▸ WORK ITEM
Continue the abstract on genomic and transcriptomic prediction of complex traits in pigs, starting after its last sentence.

▸ SELECTED EXCERPT
Incorporating genomic and transcriptomic effects in joint linear and non-linear structural models for predicting complex traits in pigs

Phenotypes in livestock are shaped by genetic variation as well as downstream regulatory mechanisms, making the prediction of complex traits a key challenge for animal breeding. Transcriptomic data represent an intermediate biological layer between genotypes and phenotypes and may capture regulatory signals not fully explained by genomic information alone.

Objective: This study evaluated the contribution of blood transcriptomic data, alone or combined with genomic information, to predict six immune, stress, and production traits in 255 Duroc pigs.

Methods: Four traits were closely related to the sampled tissue and timepoint, whereas two were less biologically relevant. Bayesian regression methods (BayesC and RKHS) and a neural network linear mixed model were compared using either all transcripts or subsets selected by Partial Least Squares (PLS).

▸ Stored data
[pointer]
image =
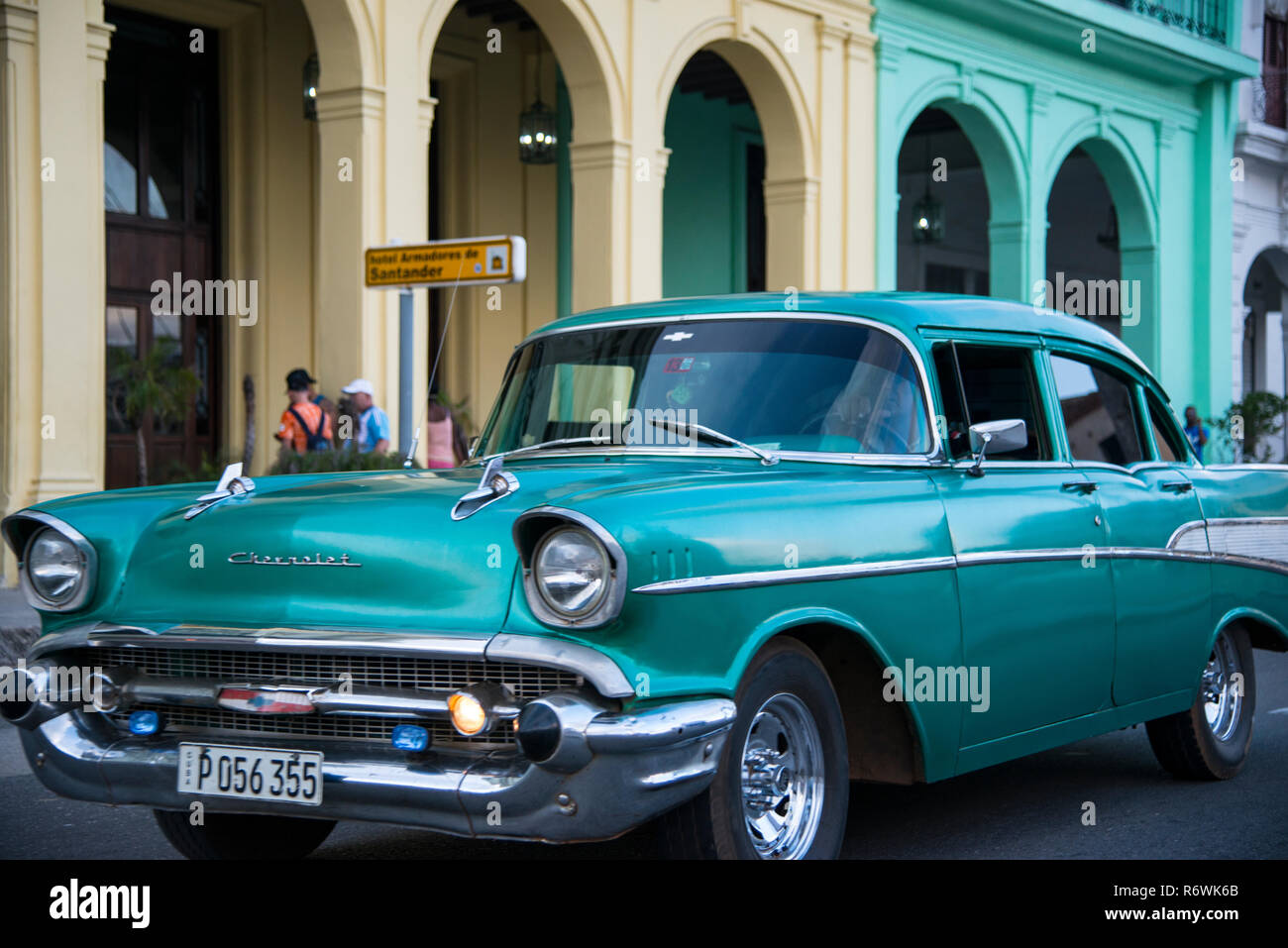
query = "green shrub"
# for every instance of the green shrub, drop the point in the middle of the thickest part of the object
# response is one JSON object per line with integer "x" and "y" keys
{"x": 336, "y": 459}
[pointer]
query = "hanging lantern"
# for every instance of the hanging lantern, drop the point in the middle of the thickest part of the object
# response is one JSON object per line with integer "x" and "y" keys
{"x": 927, "y": 220}
{"x": 310, "y": 88}
{"x": 539, "y": 129}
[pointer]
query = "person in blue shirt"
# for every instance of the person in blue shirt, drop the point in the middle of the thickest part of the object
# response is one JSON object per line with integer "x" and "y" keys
{"x": 1194, "y": 430}
{"x": 373, "y": 421}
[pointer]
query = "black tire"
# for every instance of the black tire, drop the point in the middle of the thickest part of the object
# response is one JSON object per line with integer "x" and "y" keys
{"x": 244, "y": 836}
{"x": 1186, "y": 743}
{"x": 713, "y": 824}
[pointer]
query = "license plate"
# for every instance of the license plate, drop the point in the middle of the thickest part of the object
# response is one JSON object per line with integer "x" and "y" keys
{"x": 256, "y": 773}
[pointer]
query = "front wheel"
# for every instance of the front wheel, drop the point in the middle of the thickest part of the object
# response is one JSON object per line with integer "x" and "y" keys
{"x": 1211, "y": 740}
{"x": 782, "y": 789}
{"x": 244, "y": 836}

▸ RESPONSE TO THE EXERCISE
Results: High prediction accuracy was obtained for immunity-related traits, such as gamma delta T cells and leukocyte counts, with correlations of 0.74 and 0.67, respectively, when transcriptomic data were used. Moderate improvements were observed for cortisol prediction, whereas single−nucleotide polymorphisms (SNP)-based models performed best for carcass weight. PLS-based feature selection showed that a small subset of features can perform equally well or better than the whole transcriptomic dataset and identified biologically relevant candidate genes, including MAF, SOX13, DDIT4, and FOS.

Conclusion: Blood transcriptomic data substantially improved prediction performance for traits biologically related to the sampled tissue, whereas SNP-based models performed better for less relevant traits, and combining omics provided only modest and non-significant gains; feature selection was essential to enhance prediction performance, computational efficiency, and to facilitate the identification of immune-related candidate genes.